INSTRUCTIONS TO FOLLOW | The entries below are to be written out again without alteration.

━━ DATA LISTING

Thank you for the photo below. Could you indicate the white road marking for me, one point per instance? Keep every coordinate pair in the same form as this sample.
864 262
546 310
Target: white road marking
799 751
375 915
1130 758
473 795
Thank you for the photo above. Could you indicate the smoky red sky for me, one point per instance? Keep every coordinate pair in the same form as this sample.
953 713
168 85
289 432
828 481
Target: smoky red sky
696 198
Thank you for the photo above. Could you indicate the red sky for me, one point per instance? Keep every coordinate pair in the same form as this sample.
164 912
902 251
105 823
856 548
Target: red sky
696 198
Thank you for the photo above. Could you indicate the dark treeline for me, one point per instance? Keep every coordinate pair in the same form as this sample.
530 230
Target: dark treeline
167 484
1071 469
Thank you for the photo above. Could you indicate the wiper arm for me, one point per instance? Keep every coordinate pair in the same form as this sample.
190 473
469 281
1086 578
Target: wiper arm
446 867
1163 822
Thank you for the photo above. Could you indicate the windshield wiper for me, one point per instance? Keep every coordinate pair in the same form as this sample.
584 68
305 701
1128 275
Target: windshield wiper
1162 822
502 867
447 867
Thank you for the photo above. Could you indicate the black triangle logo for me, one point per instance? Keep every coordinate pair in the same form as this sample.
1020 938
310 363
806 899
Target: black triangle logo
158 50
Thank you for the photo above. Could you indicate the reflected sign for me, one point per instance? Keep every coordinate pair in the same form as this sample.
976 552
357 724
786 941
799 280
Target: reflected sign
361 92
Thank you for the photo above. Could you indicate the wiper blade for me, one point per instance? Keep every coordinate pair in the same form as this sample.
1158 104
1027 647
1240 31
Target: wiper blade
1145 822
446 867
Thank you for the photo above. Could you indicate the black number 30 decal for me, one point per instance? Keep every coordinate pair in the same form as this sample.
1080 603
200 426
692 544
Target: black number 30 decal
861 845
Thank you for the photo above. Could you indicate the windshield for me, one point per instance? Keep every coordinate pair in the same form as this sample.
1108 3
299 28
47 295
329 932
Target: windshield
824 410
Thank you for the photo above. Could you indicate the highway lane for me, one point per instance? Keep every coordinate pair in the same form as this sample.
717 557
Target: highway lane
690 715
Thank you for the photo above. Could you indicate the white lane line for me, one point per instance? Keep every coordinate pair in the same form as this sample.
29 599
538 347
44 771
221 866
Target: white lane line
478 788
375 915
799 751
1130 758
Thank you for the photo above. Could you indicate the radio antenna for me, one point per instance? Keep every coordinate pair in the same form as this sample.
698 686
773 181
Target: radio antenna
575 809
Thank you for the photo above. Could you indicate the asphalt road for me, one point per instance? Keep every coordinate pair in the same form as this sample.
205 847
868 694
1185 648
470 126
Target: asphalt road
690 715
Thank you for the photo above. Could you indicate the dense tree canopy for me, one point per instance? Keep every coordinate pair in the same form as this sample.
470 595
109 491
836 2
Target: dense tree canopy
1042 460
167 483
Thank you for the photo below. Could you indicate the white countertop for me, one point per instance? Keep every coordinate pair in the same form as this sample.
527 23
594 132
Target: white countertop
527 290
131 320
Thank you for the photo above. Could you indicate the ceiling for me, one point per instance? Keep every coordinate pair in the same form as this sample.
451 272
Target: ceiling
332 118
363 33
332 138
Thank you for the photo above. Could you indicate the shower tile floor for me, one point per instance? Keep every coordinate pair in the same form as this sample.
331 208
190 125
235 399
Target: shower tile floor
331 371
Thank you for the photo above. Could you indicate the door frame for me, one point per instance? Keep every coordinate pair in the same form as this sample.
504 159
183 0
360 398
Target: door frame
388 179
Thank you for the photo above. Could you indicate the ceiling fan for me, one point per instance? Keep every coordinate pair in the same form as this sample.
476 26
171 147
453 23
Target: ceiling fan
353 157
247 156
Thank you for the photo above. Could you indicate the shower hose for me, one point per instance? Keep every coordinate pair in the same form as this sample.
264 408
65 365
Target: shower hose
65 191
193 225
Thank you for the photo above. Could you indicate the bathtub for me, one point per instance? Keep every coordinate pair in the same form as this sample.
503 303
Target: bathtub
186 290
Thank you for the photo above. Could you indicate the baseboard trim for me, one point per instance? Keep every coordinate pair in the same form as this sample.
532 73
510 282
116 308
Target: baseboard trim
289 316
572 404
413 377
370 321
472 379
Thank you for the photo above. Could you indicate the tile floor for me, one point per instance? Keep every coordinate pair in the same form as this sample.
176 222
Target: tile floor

━━━━

REPLY TO THE TASK |
Thank you for the photo below. Could you indicate the white road marking for me, one point per instance? Keep every coordinate pair in the same form as this sample.
864 262
546 310
Target: white road marking
799 751
375 915
1130 758
473 795
Thank you for the photo above. Could you indicate the smoky red sky for me, one point per instance? Keep every coordinate pair in the same form as this sample.
953 713
168 85
289 432
828 481
Target: smoky red sky
696 198
Thank you for the photo above. Could you indicate the red sky for me, one point per instance? Keep every coordinate pair in the same form as this sample.
164 912
902 251
105 823
856 548
Target: red sky
696 198
Thank you for the photo above. Could you indicate the dark treeline for me, one point per instance? Keep every coordinate pair in the same form as this sample.
530 230
Target: dark treeline
167 484
1071 469
Thank you for the photo above. Could you indicate the wiper arm for me, one point per instance? Keep every coordinate pair in the same form as this sample.
190 473
469 281
1086 578
Target: wiper arm
446 867
1163 822
Thank you for the photo above. Could you indicate the windshield wiper for me, one point per instance? Keep every coordinate pair in the same form as this sample.
584 68
305 701
1128 275
Target: windshield wiper
1162 822
502 867
447 867
Thank you for the photo above. Could you indicate the black triangle logo for me, one point per instance? Keep every coordinate pair in the same form as this sample.
1020 938
310 363
806 899
Target: black triangle logo
158 50
Thank you for the photo above. Could you indicate the reflected sign for me, one point per instance? Keep every coordinate pair in the same form as this sample.
976 552
357 724
786 941
799 280
Target: reflected sign
361 92
Thank you for the photo above. Could you indicate the wiper blade for me, one point per instance? Keep every coordinate pair in the same form as this sample.
1158 104
1027 647
1240 31
Target: wiper blade
1145 822
446 867
Thank you for the photo above. Could you indicate the black number 30 decal for me, one point per instance? Keep every coordinate pair in the same form as this sample.
1080 603
200 426
692 544
Target: black number 30 decal
861 845
Thank you for the photo above. Could you indicate the windshield for me, one point per instance? Keep every coordinate pair in the same form as this sample.
1108 3
299 28
47 295
329 932
Target: windshield
824 410
Thank you for the photo above. Could you indicate the highway lane for me, one point per instance? Keep every coordinate pair in the same form as this sample.
717 557
Target: highway lane
690 715
Thank you for the photo above. Could you indicate the white lane line for me, one point per instance? Keep every coordinate pair in the same form as this sample.
29 599
538 347
44 771
221 866
Target: white lane line
478 788
375 915
799 751
1130 758
Thank you for the photo above. Could you indicate the radio antenna for me, one point per instance? Keep every coordinate pair in the same form as this sample.
698 686
773 181
Target: radio antenna
575 809
Thank you for the photo above. Could you indicate the asphalt road for me, one point per instance? Keep every coordinate pair in the same form as this sample.
205 847
868 694
1185 648
470 126
Target: asphalt road
690 715
Thank you for the photo above. Could you indicate the dense tree canopy for me, one point per instance? Keep every coordinate pair in the same form as this sample.
470 595
109 491
836 2
Target: dense tree canopy
1042 460
167 483
Thank you for the photo below. Could you indicate the white countertop for me, one point per instance? Keep every coordinate pair in the same form as this sample.
527 23
594 132
Target: white countertop
527 290
131 320
Thank you for the photo above. Could you indicate the ceiling for me, one point per instance? Keep every coordinate pair in the same form as this sample.
451 272
Target: ceiling
332 118
363 33
332 138
Thank you for the photo above. Could you indicate the shower tile floor for me, one point per instance? Keep every coordinate pair in the same form as this sample.
331 208
190 125
235 399
Target: shower tile floor
331 371
Thank you for the photo above. Could you indicate the door frame for me, one point per instance? Keep every coordinate pair in the same form as this sample.
504 159
183 0
360 398
Target: door frame
388 179
Thank you for the photo above. Could you indicate the ceiling fan for me, one point per instance? Keep every coordinate pair in the same form as this sample.
476 26
171 147
453 23
Target: ceiling fan
353 157
247 156
Thank you for the photo above. Could you indicate the shower hose for me, one point per instance? Keep every coordinate pair in the same form as this sample.
264 408
65 365
Target: shower hose
65 191
193 225
Thank you for the photo above. Could you indicate the bathtub for me, one point per instance? Keep every coordinate pair in the same form as this sample.
503 303
Target: bathtub
186 290
Thank you for the photo above. Could you indicate the baseboard trim for me, one point per instance? Keep every coordinate pair in the same form as this sample.
532 73
510 282
116 308
Target: baseboard trim
289 316
572 404
413 377
370 321
472 379
Thank you for the photo above. Could you indicate the tile floor for me, one point per instance? Keep every coordinate pair in the same form as this sample.
176 222
Target: tile floor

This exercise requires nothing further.